-- Exercise materials follows --
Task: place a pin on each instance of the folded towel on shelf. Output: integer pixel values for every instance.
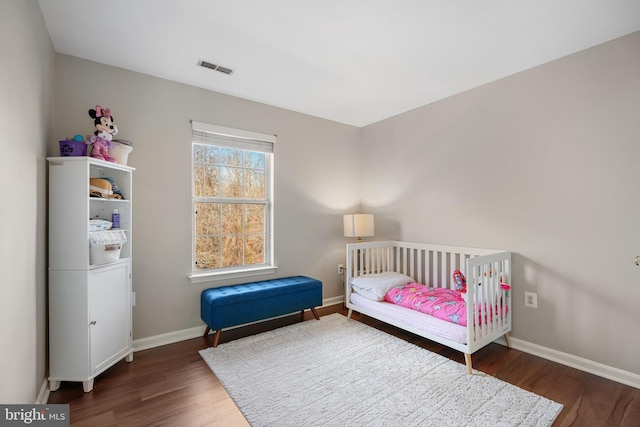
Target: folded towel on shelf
(99, 238)
(99, 225)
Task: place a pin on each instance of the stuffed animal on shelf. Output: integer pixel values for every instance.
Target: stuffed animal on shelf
(105, 130)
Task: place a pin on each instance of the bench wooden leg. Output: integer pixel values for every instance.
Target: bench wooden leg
(467, 360)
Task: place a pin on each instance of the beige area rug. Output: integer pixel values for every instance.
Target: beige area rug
(339, 372)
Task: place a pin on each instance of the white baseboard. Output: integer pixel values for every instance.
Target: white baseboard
(599, 369)
(43, 396)
(187, 334)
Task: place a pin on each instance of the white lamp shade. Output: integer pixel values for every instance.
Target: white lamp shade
(358, 225)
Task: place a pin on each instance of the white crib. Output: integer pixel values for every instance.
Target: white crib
(488, 296)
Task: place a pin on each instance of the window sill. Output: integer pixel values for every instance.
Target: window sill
(231, 274)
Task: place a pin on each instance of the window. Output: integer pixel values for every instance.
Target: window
(232, 202)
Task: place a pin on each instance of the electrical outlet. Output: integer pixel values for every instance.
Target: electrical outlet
(531, 299)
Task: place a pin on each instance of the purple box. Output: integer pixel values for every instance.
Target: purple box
(72, 148)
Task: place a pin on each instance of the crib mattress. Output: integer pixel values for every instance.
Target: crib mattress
(421, 321)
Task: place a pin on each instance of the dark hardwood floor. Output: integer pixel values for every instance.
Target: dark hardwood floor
(173, 386)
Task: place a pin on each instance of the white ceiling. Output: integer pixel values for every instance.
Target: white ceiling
(352, 61)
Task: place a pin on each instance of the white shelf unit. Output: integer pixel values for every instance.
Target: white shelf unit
(90, 307)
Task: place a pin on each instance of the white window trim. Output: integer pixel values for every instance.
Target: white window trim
(231, 273)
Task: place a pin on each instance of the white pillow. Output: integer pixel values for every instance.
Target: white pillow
(375, 286)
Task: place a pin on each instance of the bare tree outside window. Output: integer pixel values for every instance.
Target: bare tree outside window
(231, 207)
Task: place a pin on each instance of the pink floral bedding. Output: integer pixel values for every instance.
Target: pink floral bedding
(445, 304)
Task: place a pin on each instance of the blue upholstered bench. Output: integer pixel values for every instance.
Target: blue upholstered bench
(235, 305)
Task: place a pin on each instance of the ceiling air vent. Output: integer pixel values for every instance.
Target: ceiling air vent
(219, 68)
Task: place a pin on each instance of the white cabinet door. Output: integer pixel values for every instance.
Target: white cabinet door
(109, 314)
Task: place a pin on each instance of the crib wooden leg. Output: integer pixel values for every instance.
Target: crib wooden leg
(508, 340)
(467, 360)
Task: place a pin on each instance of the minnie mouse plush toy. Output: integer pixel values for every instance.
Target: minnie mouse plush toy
(105, 130)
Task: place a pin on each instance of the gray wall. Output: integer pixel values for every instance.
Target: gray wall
(543, 163)
(314, 176)
(26, 116)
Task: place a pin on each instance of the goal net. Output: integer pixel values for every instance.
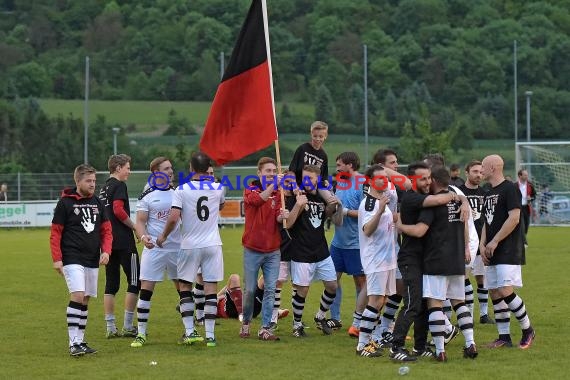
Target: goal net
(548, 166)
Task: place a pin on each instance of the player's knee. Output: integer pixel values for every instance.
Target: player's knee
-- Exercise materials concluded --
Exactly the lines from the one that contains "Task: place a pin on each instance of the goal" through the last line of the records should be set down, and the pictures should be dropped.

### Response to this exercise
Task: place a pin on each instance of the goal net. Output: integer pixel values for every instance.
Target: goal net
(548, 166)
Task: place a pin on each instance of the player's knee. Output: integer pixel values for every instance.
Target: player's knee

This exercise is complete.